### Textauszug
^^^^^^^^

Diese Jugendkultur verbindet ideologisch
soziale Phänomene mit menschenverachtenden und neofaschistischen Erklärungsansätzen. Dabei
greift sie auf weit verbreitete Ressentiments gegenüber bestimmten Bevölkerungsgruppen sowie
tradierte bzw. über die bürgerlichen Medien transportierte Denkmuster zurück. Ihr Lifestyle
und ihre Dresscodes wirken bis weit in breite Bevölkerung hinein und sind in manchen Gegenden
Deutschlands die dominante Jugendkultur. Aufgrund der unterschiedlichen gesellschaftlichen Erfahrungen,
bedingt durch die deutsche Teilung und politische Wende in der DDR, ist es sinnvoll, die Entwicklung der
radikalen Rechten in den alten und neuen Bundesländern getrennt zu betrachten.

^^^^^^^^

### Gegebene Daten

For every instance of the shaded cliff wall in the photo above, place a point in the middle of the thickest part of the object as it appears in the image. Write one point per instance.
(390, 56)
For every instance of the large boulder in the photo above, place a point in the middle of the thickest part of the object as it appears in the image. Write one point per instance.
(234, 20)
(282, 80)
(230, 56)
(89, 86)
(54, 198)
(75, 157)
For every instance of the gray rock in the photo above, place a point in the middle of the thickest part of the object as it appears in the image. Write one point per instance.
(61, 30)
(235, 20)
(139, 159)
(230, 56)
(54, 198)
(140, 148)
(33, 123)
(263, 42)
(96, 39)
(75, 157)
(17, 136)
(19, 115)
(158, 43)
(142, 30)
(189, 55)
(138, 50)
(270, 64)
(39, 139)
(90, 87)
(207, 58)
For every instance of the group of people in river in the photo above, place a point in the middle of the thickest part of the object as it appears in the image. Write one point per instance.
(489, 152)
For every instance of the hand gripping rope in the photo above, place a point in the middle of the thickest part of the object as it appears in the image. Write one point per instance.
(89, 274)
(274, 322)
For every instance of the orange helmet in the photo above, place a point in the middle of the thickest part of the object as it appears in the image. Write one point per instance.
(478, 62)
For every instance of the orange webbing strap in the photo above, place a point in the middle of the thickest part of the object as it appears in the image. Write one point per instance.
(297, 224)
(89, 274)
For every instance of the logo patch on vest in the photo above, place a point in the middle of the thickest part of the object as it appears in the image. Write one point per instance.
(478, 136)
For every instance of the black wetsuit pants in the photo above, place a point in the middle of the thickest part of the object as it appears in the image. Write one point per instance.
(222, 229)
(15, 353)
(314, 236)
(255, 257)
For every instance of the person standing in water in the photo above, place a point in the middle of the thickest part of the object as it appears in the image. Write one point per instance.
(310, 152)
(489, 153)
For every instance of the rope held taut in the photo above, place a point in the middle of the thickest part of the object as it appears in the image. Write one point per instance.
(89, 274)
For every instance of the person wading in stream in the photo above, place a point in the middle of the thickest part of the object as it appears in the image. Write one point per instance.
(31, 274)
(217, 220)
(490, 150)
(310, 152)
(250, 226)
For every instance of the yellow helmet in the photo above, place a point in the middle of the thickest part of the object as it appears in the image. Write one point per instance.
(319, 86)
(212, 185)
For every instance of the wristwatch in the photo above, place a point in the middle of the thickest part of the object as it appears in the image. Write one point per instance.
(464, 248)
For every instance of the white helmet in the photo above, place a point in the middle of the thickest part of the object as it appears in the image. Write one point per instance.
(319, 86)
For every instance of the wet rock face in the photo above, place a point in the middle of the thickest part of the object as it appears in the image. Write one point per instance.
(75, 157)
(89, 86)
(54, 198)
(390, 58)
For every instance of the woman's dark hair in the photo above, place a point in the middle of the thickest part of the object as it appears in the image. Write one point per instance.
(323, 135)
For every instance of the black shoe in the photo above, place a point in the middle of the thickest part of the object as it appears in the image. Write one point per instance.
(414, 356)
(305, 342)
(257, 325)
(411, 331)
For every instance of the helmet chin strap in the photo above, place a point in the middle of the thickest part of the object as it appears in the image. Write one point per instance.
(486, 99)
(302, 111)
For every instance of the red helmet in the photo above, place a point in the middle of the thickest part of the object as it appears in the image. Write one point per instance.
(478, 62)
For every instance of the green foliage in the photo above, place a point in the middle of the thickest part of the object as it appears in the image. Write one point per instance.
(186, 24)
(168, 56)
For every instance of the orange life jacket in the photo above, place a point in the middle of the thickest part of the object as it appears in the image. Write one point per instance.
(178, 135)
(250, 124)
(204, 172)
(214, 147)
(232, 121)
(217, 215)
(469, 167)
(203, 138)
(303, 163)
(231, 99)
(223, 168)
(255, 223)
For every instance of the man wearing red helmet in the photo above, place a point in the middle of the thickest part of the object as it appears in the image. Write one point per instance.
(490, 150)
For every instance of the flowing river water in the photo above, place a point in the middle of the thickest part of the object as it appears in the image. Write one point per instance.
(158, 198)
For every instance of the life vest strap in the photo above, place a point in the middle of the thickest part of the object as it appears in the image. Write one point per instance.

^^^^^^^^

### Aufgabe A
Warum ist es laut dem Textauszug zur radikalen Rechten sinnvoll, deren Entwicklung in den alten und neuen Bundesländern getrennt zu betrachten?
### Aufgabe B
Setze den Textauszug zur radikalen Rechten im Anschluss an seinen letzten Satz fort.
Die Datensätze stehen in keinem Zusammenhang mit dem Textauszug.

### Antwort A
Wegen der unterschiedlichen gesellschaftlichen Erfahrungen, die durch die deutsche Teilung und die politische Wende in der DDR bedingt sind.

### Antwort B
Die DDR-Gesellschaft war ein Zwischending, ein instabiles Etwas zwischen Kapitalismus und Sozialismus:
es gab zwar die Abschaffung des Privateigentums an Produktionsmitteln und soziale Errungenschaften, mit der
Herrschaft der Partei hatte sich jedoch eine neue privilegierte herrschende Klasse herausgebildet, die
über einen umfangreichen Macht- und Repressionsapparat verfügte und gewisse Privilegien genoss.
Die Partei pflegte einen autoritären Führungsstil und hielt preußische Tugenden hoch. Der
Personenkult um Stalin, aber auch um die DDR Regierungschefs, trug Elemente eines Führerkults.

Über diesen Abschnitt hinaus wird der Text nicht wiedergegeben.